Task item: Pictures appear among the records. Write out all else exactly as it stands.

....

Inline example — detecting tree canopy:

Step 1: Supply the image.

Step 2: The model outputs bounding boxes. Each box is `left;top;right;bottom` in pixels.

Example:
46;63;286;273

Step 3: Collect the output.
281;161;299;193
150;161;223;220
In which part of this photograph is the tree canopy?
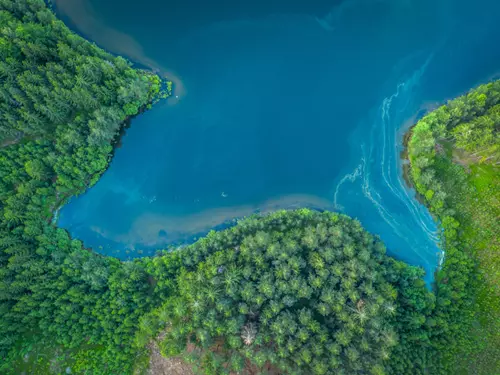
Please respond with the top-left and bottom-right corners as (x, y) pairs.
(0, 0), (498, 374)
(408, 81), (500, 373)
(0, 0), (165, 145)
(138, 210), (435, 375)
(0, 0), (167, 372)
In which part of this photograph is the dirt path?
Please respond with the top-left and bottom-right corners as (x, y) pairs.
(146, 340), (194, 375)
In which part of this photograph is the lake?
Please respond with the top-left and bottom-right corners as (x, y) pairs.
(55, 0), (500, 284)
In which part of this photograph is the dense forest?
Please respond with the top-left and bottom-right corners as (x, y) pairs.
(0, 0), (168, 372)
(137, 210), (435, 375)
(0, 0), (499, 374)
(408, 81), (500, 373)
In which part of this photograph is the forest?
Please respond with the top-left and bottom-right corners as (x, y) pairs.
(0, 0), (167, 372)
(137, 210), (436, 375)
(0, 0), (498, 374)
(408, 80), (500, 373)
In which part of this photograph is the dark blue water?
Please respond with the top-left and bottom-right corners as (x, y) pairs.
(55, 0), (500, 283)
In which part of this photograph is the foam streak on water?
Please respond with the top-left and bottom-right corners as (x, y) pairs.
(55, 0), (500, 285)
(333, 55), (441, 282)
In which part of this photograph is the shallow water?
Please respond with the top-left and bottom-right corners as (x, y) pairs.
(55, 0), (500, 283)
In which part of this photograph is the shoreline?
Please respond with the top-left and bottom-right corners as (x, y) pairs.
(85, 194), (335, 253)
(51, 0), (186, 102)
(50, 73), (169, 225)
(399, 102), (438, 204)
(400, 105), (446, 284)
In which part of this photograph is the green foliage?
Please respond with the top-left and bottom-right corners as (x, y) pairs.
(0, 0), (161, 145)
(408, 80), (500, 374)
(1, 0), (497, 374)
(138, 210), (435, 375)
(0, 0), (166, 373)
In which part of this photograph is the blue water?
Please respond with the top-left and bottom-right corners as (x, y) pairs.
(55, 0), (500, 283)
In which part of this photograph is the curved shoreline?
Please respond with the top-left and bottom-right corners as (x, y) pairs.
(52, 0), (186, 102)
(86, 194), (334, 251)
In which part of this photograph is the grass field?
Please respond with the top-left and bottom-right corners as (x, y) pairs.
(428, 143), (500, 374)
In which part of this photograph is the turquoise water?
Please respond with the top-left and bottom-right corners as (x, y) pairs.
(55, 0), (500, 283)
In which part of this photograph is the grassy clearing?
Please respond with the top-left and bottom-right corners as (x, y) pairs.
(411, 138), (500, 374)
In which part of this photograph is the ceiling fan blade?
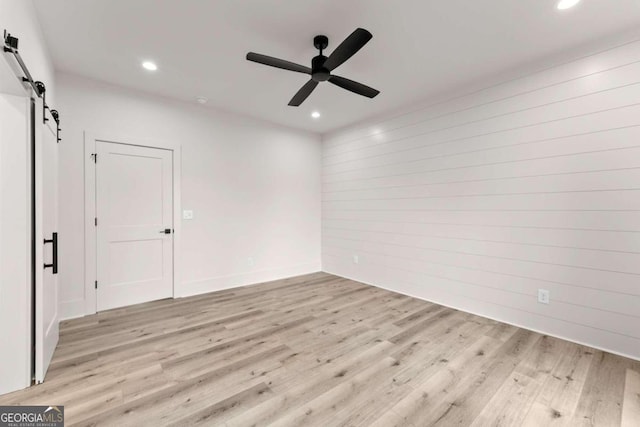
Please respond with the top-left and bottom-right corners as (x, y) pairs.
(328, 75), (379, 98)
(323, 28), (372, 71)
(288, 80), (319, 106)
(246, 52), (311, 74)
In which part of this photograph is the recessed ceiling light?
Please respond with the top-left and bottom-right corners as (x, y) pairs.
(142, 61), (158, 71)
(311, 111), (321, 119)
(196, 96), (208, 104)
(557, 0), (581, 10)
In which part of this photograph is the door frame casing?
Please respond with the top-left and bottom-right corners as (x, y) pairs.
(83, 132), (182, 315)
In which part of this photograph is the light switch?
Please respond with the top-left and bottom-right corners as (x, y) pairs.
(183, 210), (194, 220)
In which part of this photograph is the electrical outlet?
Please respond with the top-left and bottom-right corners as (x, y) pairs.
(247, 257), (254, 268)
(353, 255), (359, 264)
(183, 210), (194, 220)
(538, 289), (550, 304)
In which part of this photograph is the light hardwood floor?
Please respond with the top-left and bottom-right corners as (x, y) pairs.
(1, 272), (639, 426)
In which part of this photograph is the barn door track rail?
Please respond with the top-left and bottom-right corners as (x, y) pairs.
(3, 30), (61, 142)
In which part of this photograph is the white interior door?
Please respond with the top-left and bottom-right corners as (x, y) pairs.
(35, 103), (59, 383)
(96, 141), (173, 311)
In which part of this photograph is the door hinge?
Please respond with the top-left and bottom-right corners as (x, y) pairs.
(95, 217), (98, 226)
(95, 280), (98, 289)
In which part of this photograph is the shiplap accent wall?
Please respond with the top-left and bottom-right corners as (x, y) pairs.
(322, 38), (640, 360)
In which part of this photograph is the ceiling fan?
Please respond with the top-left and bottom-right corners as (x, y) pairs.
(246, 28), (380, 106)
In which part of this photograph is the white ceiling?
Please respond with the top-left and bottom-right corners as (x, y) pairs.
(33, 0), (640, 134)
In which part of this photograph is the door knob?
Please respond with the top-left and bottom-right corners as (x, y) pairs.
(159, 228), (172, 234)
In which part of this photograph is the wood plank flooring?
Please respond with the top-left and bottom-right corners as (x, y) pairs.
(0, 272), (638, 426)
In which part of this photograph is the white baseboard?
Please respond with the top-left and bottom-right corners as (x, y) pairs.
(63, 262), (321, 320)
(322, 269), (640, 362)
(177, 261), (322, 298)
(59, 298), (86, 321)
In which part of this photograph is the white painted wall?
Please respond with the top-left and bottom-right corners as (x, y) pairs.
(0, 0), (56, 394)
(56, 73), (322, 319)
(322, 37), (640, 360)
(0, 94), (30, 394)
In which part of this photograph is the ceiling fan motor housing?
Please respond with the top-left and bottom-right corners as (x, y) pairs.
(312, 55), (330, 81)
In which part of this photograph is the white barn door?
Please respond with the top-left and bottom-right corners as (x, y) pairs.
(96, 142), (174, 311)
(34, 101), (59, 383)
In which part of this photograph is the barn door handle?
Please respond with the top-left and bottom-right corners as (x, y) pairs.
(43, 232), (58, 274)
(159, 228), (172, 234)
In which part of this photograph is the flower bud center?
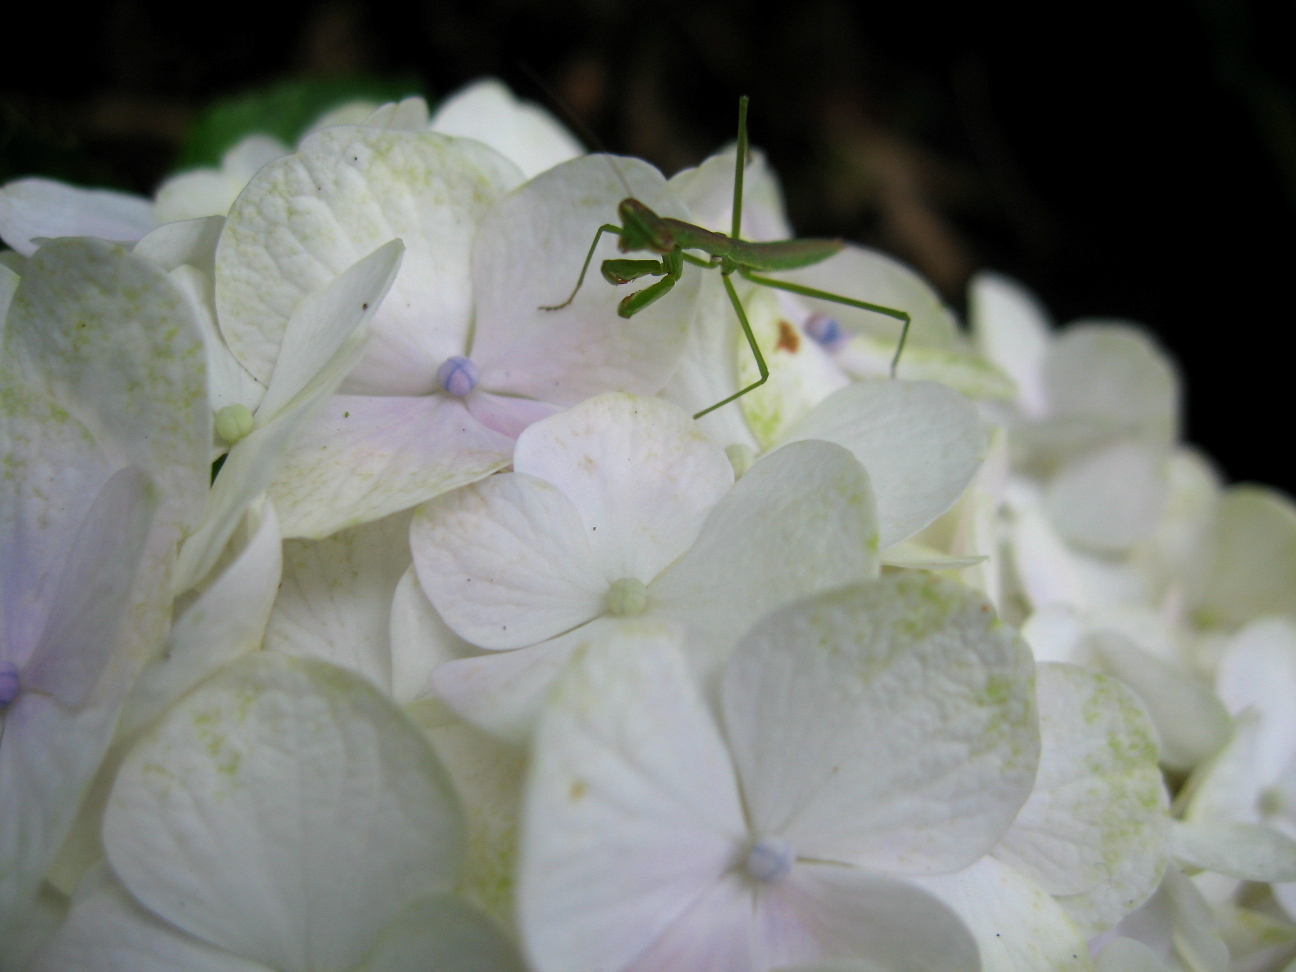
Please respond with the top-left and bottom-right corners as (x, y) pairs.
(605, 577), (648, 617)
(744, 835), (794, 883)
(803, 312), (845, 351)
(0, 662), (20, 707)
(437, 356), (480, 397)
(214, 403), (256, 445)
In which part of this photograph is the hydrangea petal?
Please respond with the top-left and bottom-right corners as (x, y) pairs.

....

Task answer:
Inline example — detecting tree canopy:

Step 1: Supply the image.

Step 2: The model outputs bounding boxes. Each box is `left;top;right;bottom` in pixels.

Example:
46;63;286;273

Step 3: Collect the output.
281;161;299;193
150;161;223;220
In which part of this photograph is the tree canopy?
Please respond with the top-left and bottom-right corners as (x, y) pairs.
(0, 0), (498, 374)
(408, 81), (500, 373)
(0, 0), (165, 145)
(138, 210), (435, 375)
(0, 0), (167, 372)
In which part of this photograph is the dirt path?
Please respond with the top-left and bottom-right corners as (x, y) pairs.
(146, 340), (194, 375)
In which part of this photograph is the lake?
Please respond with the top-left and bottom-right corners as (x, y) pairs.
(55, 0), (500, 284)
In which part of this photograph is the dense forest?
Please respond with the top-left and bottom-right corners as (x, y) pairs.
(0, 0), (168, 372)
(137, 210), (435, 375)
(0, 0), (499, 374)
(408, 81), (500, 373)
In which part of this photograph is the forest?
Please respond with the top-left and bottom-right corners as (x, y) pairs.
(0, 0), (167, 372)
(137, 210), (436, 375)
(0, 0), (498, 374)
(408, 80), (500, 373)
In which part of this photograph is the dark blue water?
Please respond with the top-left and bottom-right corners as (x, y) pairs.
(55, 0), (500, 283)
In which part of this photograph is the foam streak on water?
Please respond with the top-left and bottom-right corners as (x, y) pairs.
(55, 0), (500, 285)
(333, 55), (441, 282)
In which part of this photograph is the shallow water?
Please respond with the top-left and bottom-right corners as (x, y) pairs.
(55, 0), (500, 283)
In which part of this photograph is the shoreline?
Please respond with the top-left and bottom-right corners as (x, y) pairs.
(85, 194), (335, 253)
(51, 0), (186, 102)
(50, 73), (169, 225)
(399, 102), (438, 204)
(400, 105), (446, 284)
In which part of this photograph is the green foliage?
Please respond with the top-left and bottom-right corners as (x, y) pairs.
(0, 0), (161, 145)
(408, 80), (500, 374)
(1, 0), (497, 374)
(138, 210), (435, 375)
(0, 0), (166, 373)
In which part of this photograph is the blue water?
Please respond with the top-left and bottom-right corners as (x, y) pairs.
(55, 0), (500, 283)
In which part of this photograph is the curved shoreline?
Please respond with the top-left and bottom-right corners as (x, y) pairs.
(52, 0), (186, 102)
(86, 194), (334, 251)
In which part of this photograph is the grass field?
Please respond with the top-left and bottom-right corners as (x, y) pairs.
(428, 143), (500, 374)
In which part of this photograph is the turquoise water?
Please respond with the top-left and bottom-right corners as (x, y) pairs.
(55, 0), (500, 283)
In which part of this photograph is the grassy clearing?
Please respond with the top-left and bottom-right corners as (x, y) pairs.
(411, 138), (500, 374)
In which part of this photograph is the ceiling fan blade?
Please respond with the top-left and bottom-right corners as (x, y) pairs.
(328, 75), (379, 98)
(323, 28), (372, 71)
(288, 80), (319, 106)
(246, 52), (311, 74)
In which part of this photograph is the recessed ceiling light?
Please respond with the top-left and bottom-right corners as (x, y) pairs.
(142, 61), (158, 71)
(311, 111), (321, 119)
(196, 96), (208, 104)
(557, 0), (581, 10)
In which part of this photograph is the door frame casing?
Please respond with the top-left and bottom-right corners as (x, y) pairs.
(83, 132), (182, 315)
In which part of this photograph is the light switch?
Please respond with the top-left and bottom-right corners as (x, y) pairs.
(183, 210), (194, 220)
In which part of this photograph is the electrical outlet?
Please respond with the top-left and bottom-right corners as (x, y) pairs.
(247, 257), (254, 268)
(353, 255), (359, 264)
(183, 210), (194, 220)
(538, 289), (550, 304)
In which part of this photograph is the light hardwood floor?
Please respond with the top-left and bottom-right corners as (x, y) pairs.
(1, 272), (639, 426)
In which part of this photograph is the barn door track rail?
Please respond with the top-left and bottom-right corners as (x, y) pairs.
(3, 30), (61, 142)
In which part of this photograph is the white interior door?
Please respond with the top-left and bottom-right corners as (x, y) pairs.
(35, 103), (59, 383)
(96, 141), (173, 311)
In which part of this photograph is the door hinge?
Please respond with the top-left and bottom-right corners as (x, y) pairs.
(95, 217), (98, 226)
(95, 280), (98, 289)
In which part of this photograph is the shiplap accent wall?
Please respond with the top-left and bottom-right corners as (x, y) pairs.
(322, 38), (640, 360)
In which part of this photograph is the ceiling fan?
Please respond with the top-left and bottom-right corners as (x, y) pairs.
(246, 28), (380, 106)
In which part of this photograph is the white ceiling?
Please respond with the top-left and bottom-right corners as (x, y) pairs.
(33, 0), (640, 134)
In which part of this photograph is the door knob?
Please respond with the top-left and bottom-right corners as (x, y) pairs.
(159, 228), (172, 234)
In which part of this photograph is the wood plank flooring?
Please respond with the top-left and bottom-right corners as (x, y) pairs.
(0, 272), (638, 426)
In which part of this photograph is the white baseboard?
Please respond with the top-left and bottom-right corners as (x, y) pairs.
(63, 262), (321, 320)
(322, 269), (640, 362)
(177, 261), (322, 298)
(59, 298), (86, 321)
In which part of this photograph is the white painted wall?
Please respond with the top-left and bottom-right corners as (x, y) pairs.
(0, 0), (56, 394)
(56, 73), (322, 319)
(322, 37), (640, 360)
(0, 94), (30, 394)
In which part of this photograph is the ceiling fan motor housing?
Please respond with the top-left and bottom-right corners as (x, y) pairs.
(312, 55), (330, 81)
In which part of this photograph is the white barn door?
Please respond with the top-left and bottom-right corners as (x, y) pairs.
(96, 142), (174, 311)
(34, 101), (59, 383)
In which part of this photograph is the barn door handle?
Please respond with the top-left and bottom-right corners as (x, y) pairs.
(43, 232), (58, 274)
(159, 228), (172, 234)
In which part of this photograph is the flower bud center?
Please respond with the top-left and bottom-right corners as (x, y) pairs.
(605, 577), (648, 617)
(744, 835), (794, 883)
(803, 312), (845, 351)
(0, 662), (20, 707)
(437, 356), (480, 397)
(214, 403), (256, 445)
In which part of this photograph is the hydrangea petal?
Please respond with the top-left and bottom-right corners as (x, y) pairs.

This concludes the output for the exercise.